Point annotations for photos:

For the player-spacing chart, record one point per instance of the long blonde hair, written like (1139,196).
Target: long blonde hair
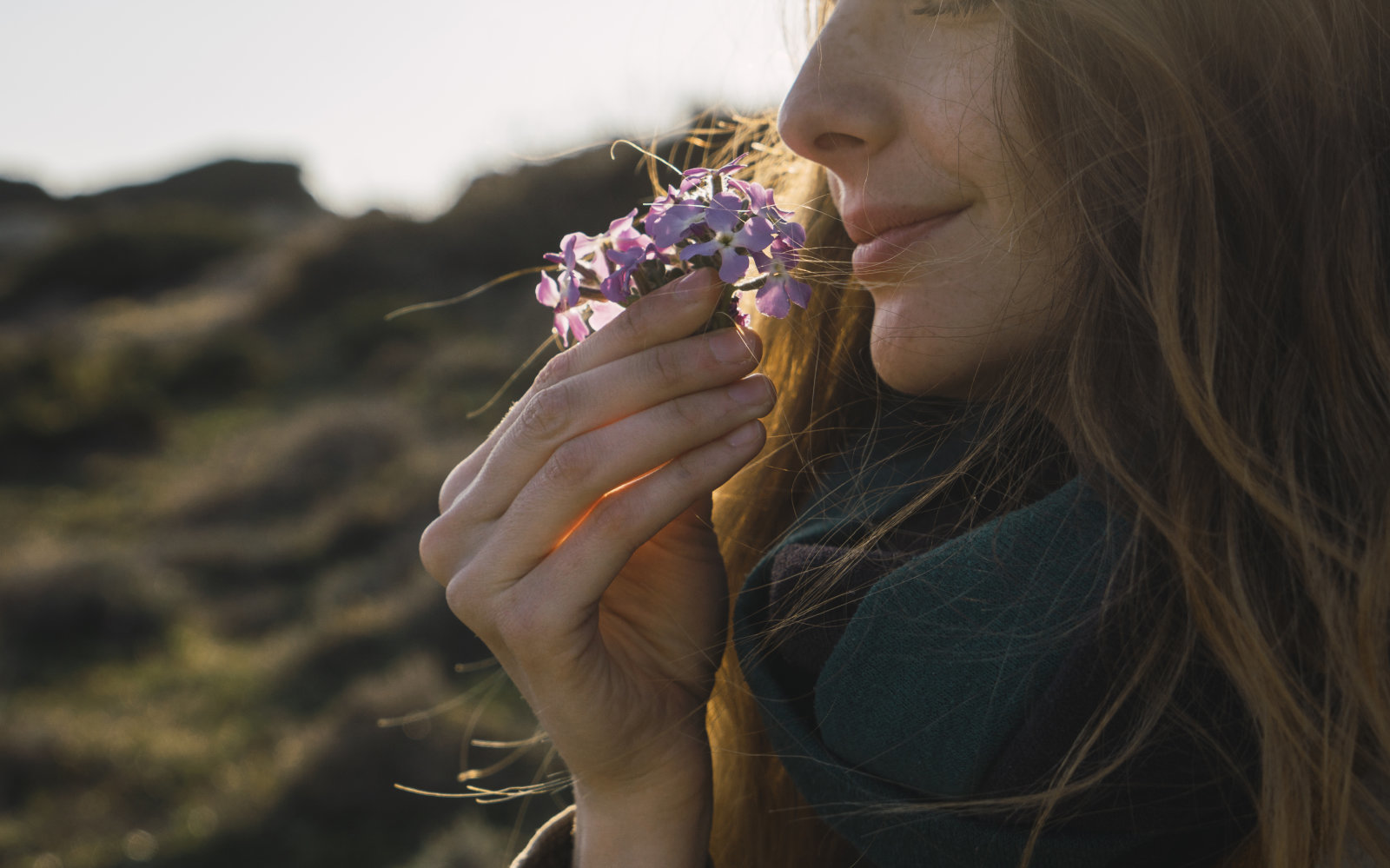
(1227,167)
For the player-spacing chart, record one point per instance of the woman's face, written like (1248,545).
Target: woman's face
(898,103)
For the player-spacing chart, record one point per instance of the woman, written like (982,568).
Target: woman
(1100,579)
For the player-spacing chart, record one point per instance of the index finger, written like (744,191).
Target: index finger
(669,314)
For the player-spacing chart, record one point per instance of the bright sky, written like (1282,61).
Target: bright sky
(386,104)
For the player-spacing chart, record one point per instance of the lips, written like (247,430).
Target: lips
(877,248)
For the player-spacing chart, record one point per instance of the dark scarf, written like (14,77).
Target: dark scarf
(966,668)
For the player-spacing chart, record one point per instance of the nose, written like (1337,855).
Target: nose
(840,110)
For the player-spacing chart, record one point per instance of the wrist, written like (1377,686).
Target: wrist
(665,824)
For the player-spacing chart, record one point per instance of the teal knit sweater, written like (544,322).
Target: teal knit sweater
(936,673)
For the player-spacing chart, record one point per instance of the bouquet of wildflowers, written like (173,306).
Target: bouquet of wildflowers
(709,220)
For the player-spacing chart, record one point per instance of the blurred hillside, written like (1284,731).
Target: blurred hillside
(215,458)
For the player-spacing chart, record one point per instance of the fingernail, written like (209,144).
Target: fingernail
(733,345)
(755,391)
(745,433)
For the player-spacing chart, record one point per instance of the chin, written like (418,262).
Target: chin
(914,373)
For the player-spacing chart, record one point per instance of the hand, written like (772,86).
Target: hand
(576,540)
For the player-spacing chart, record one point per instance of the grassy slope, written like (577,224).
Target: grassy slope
(210,494)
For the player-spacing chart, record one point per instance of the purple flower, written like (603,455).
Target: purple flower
(733,242)
(782,289)
(673,217)
(711,217)
(694,177)
(618,287)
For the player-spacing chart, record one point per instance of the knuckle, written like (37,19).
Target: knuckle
(629,326)
(685,474)
(613,519)
(437,550)
(569,467)
(556,370)
(669,365)
(690,414)
(548,412)
(467,606)
(523,625)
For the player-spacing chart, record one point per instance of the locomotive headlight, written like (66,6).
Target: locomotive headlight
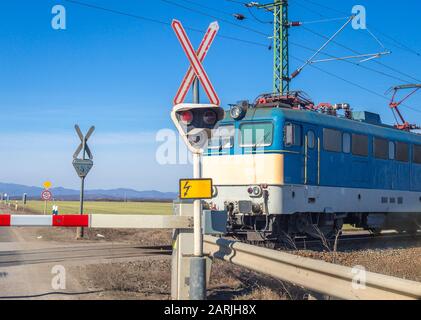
(255,191)
(238,111)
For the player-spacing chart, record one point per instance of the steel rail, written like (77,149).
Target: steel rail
(318,276)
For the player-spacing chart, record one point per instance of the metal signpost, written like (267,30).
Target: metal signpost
(46,194)
(82,166)
(196,188)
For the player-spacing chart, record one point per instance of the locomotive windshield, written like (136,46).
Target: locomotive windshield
(222,137)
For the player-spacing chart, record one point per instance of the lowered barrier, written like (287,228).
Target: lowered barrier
(318,276)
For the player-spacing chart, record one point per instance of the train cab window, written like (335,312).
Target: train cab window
(402,151)
(381,148)
(311,139)
(292,135)
(392,150)
(256,135)
(360,145)
(222,137)
(332,140)
(346,143)
(416,157)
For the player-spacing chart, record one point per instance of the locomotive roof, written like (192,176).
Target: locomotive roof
(328,121)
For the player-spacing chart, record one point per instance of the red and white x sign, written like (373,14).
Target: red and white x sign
(196,59)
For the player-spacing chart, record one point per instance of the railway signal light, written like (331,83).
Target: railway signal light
(195,122)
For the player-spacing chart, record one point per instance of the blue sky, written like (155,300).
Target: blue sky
(121,73)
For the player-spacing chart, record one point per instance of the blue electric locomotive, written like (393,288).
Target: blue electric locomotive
(281,168)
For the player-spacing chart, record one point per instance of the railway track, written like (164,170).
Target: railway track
(358,241)
(78,254)
(347,241)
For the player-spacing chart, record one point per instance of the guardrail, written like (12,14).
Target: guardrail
(318,276)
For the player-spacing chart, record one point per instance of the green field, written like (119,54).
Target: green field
(93,207)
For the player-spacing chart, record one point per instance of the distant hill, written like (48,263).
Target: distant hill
(16,191)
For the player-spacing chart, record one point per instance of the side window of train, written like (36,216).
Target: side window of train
(392,150)
(346,143)
(311,139)
(360,145)
(417,154)
(381,148)
(332,140)
(402,151)
(256,135)
(292,135)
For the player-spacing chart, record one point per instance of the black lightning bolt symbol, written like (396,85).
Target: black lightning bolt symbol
(186,188)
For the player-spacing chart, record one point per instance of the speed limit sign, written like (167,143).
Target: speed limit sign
(46,195)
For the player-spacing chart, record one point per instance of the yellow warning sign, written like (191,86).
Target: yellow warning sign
(47,184)
(196,189)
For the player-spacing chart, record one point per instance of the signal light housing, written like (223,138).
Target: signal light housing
(195,122)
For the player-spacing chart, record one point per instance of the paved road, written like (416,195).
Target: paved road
(26,266)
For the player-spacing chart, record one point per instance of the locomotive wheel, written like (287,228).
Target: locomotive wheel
(375,231)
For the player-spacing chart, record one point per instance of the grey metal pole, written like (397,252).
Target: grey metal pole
(198,262)
(79,230)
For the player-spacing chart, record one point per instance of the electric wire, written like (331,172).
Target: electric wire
(357,52)
(96,7)
(139,17)
(397,43)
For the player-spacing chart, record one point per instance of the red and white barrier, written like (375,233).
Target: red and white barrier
(14,220)
(111,221)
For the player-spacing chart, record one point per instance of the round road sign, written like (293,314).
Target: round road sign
(47,184)
(46,195)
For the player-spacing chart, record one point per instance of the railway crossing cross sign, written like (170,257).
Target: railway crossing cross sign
(196,59)
(83,166)
(46,195)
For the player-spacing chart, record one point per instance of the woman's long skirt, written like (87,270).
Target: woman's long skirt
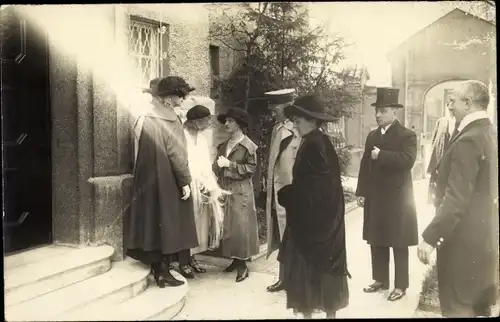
(241,237)
(309,290)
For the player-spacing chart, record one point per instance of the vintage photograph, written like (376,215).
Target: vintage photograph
(249,160)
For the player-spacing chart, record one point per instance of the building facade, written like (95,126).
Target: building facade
(427,65)
(81,194)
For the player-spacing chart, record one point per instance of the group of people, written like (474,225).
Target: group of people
(185,203)
(463,189)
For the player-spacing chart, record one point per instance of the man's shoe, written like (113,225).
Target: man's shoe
(375,287)
(396,295)
(276,287)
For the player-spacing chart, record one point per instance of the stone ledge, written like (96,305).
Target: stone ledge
(112,195)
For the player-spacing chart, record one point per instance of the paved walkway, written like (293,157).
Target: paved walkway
(215,295)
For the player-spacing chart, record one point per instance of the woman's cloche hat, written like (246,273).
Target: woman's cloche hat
(197,112)
(238,114)
(311,106)
(387,97)
(173,85)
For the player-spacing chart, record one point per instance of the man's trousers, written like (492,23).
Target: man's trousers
(380,266)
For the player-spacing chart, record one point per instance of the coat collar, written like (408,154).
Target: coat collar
(245,142)
(468,127)
(474,123)
(389,128)
(160,111)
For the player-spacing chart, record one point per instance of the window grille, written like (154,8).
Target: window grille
(144,50)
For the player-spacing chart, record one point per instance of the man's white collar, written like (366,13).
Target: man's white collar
(469,118)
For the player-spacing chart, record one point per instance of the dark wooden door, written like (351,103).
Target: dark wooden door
(26,134)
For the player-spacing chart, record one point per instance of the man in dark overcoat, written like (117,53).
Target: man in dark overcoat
(282,151)
(465,228)
(385,190)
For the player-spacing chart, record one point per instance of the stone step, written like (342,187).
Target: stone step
(40,271)
(154,303)
(123,281)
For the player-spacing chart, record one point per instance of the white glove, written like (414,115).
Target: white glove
(186,192)
(223,162)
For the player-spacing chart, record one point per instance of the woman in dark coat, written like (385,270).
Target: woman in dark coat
(234,167)
(161,225)
(313,250)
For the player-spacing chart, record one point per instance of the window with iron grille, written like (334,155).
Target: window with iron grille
(145,49)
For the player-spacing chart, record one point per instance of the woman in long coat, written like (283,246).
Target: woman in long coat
(161,223)
(234,166)
(205,191)
(313,250)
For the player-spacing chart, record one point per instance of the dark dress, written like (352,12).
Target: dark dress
(313,250)
(160,223)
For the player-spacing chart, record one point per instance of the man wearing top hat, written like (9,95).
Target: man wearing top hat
(385,190)
(283,148)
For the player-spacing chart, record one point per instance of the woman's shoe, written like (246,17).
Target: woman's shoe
(171,280)
(231,267)
(375,287)
(186,271)
(242,275)
(157,274)
(196,266)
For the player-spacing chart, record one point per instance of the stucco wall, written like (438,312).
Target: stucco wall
(429,58)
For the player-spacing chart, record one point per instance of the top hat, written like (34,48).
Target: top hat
(311,106)
(387,97)
(153,87)
(238,114)
(197,112)
(281,96)
(173,85)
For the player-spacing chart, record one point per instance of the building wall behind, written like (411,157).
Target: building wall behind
(431,57)
(188,50)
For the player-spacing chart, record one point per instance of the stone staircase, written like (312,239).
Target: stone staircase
(57,283)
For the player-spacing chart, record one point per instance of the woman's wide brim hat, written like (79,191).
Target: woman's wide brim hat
(387,97)
(311,106)
(238,114)
(153,86)
(281,96)
(173,85)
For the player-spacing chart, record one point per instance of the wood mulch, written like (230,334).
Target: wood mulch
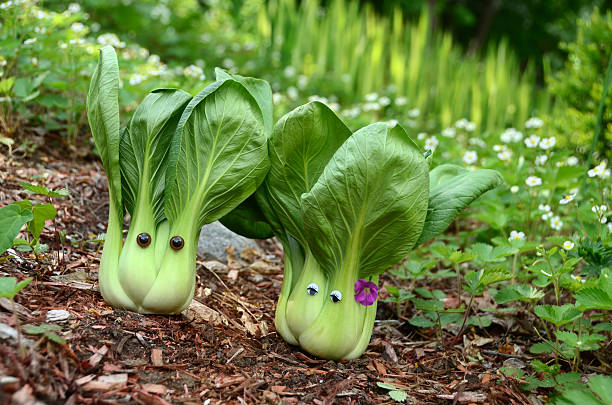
(224,348)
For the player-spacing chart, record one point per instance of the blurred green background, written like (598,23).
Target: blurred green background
(424,63)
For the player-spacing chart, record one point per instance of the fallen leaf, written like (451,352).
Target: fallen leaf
(156,357)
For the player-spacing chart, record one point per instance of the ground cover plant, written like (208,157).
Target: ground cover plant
(510,304)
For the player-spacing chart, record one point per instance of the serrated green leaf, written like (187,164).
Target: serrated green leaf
(103,116)
(260,90)
(541,347)
(9,287)
(219,154)
(41,214)
(602,386)
(452,189)
(421,322)
(386,386)
(558,315)
(302,144)
(593,298)
(12,218)
(144,148)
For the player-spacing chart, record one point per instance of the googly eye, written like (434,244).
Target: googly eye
(335,296)
(177,243)
(312,289)
(143,239)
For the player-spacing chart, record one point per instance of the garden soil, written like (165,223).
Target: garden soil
(224,348)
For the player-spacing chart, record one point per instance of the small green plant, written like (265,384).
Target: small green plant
(34,216)
(599,392)
(180,163)
(9,288)
(48,331)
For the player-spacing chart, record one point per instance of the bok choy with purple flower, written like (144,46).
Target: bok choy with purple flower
(347,206)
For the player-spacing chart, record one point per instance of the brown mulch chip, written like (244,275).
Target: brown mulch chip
(222,350)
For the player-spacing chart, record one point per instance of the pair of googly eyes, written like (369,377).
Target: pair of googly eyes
(313,289)
(144,240)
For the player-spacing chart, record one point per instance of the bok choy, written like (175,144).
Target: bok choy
(346,206)
(180,163)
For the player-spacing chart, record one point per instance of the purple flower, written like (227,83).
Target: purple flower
(366,292)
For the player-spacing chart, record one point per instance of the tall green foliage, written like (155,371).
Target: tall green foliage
(579,86)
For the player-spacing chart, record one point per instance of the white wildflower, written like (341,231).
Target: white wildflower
(547,216)
(516,235)
(556,223)
(277,98)
(302,82)
(548,143)
(371,107)
(431,143)
(194,71)
(534,122)
(599,209)
(470,157)
(532,141)
(477,142)
(228,63)
(567,199)
(384,101)
(511,135)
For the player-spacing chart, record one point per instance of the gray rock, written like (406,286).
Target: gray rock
(7,333)
(214,238)
(57,315)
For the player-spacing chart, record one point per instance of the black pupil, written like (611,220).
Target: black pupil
(144,239)
(176,242)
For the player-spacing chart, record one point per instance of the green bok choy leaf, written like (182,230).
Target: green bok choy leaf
(181,162)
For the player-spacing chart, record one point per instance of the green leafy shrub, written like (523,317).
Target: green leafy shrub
(579,85)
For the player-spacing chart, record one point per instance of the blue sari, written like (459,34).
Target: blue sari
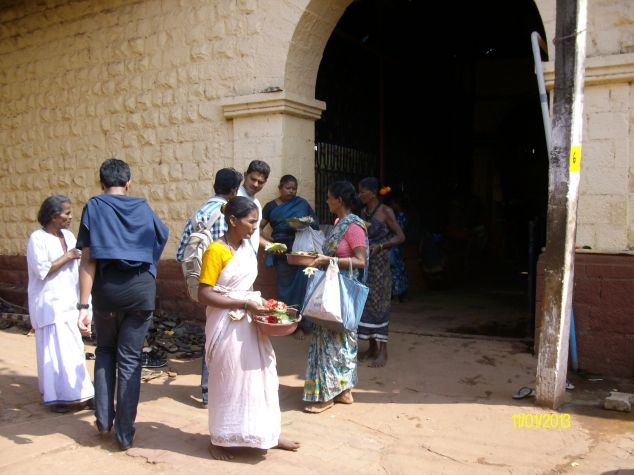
(291,281)
(332,357)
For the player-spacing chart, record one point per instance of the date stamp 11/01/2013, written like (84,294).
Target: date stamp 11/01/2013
(541,421)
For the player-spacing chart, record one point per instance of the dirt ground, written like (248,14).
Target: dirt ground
(442,405)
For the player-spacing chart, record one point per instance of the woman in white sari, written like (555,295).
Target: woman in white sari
(244,409)
(53,263)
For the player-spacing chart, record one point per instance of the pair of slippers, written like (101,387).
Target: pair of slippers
(528,392)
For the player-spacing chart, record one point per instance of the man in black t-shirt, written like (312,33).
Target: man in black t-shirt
(122,240)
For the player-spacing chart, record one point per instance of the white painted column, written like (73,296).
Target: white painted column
(278,128)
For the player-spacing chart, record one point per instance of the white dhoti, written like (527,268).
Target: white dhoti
(61,364)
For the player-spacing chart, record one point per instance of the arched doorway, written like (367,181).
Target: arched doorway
(441,102)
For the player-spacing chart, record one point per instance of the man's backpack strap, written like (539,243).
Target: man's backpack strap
(197,225)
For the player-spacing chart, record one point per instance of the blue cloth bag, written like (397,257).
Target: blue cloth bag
(352,297)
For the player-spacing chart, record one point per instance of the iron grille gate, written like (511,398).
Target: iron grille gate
(337,163)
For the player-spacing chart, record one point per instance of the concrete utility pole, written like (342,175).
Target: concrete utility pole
(563,189)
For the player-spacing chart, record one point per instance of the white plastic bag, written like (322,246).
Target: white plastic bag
(324,302)
(308,239)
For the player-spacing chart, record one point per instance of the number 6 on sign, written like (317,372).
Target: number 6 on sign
(575,158)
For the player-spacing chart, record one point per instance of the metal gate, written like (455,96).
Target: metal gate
(336,163)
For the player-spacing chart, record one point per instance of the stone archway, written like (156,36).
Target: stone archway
(278,125)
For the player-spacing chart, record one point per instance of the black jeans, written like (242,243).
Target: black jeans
(120,338)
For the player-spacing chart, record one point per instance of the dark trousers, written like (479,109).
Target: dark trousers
(120,338)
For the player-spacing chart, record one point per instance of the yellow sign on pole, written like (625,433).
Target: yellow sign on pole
(575,158)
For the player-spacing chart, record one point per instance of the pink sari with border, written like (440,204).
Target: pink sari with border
(244,408)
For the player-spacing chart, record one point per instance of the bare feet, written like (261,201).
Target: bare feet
(372,350)
(318,407)
(285,444)
(345,397)
(381,359)
(219,453)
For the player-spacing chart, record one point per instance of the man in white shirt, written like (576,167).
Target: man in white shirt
(254,180)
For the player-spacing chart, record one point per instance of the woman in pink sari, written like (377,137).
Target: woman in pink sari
(244,409)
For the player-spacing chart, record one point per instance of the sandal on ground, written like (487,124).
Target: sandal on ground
(190,355)
(166,345)
(524,393)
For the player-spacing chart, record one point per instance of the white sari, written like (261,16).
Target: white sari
(244,409)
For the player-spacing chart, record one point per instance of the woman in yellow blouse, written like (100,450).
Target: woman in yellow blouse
(243,385)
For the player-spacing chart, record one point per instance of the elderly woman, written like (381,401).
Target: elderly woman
(53,297)
(331,372)
(291,281)
(244,408)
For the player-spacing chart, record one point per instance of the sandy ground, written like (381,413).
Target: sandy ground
(442,405)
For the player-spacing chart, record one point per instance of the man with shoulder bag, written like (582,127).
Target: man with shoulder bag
(202,228)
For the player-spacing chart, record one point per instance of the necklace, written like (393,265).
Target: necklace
(231,248)
(368,216)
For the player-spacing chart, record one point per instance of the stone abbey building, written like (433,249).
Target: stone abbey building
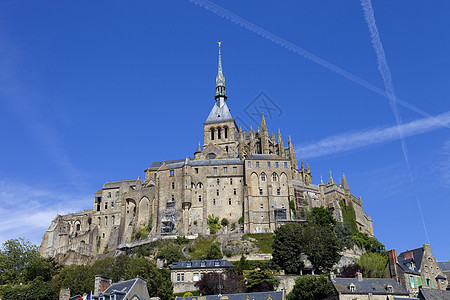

## SHORT TASK
Pull out each line of the items that contains the word "mulch", copying the lines unchanged.

## FINISHED TASK
For the player-spacing chart, record one point per instance of the wood mulch, written like (230,334).
Target: wood mulch
For the player-spacing chart, record one point per instance of the brown mulch chip, written like (244,275).
Target: brown mulch chip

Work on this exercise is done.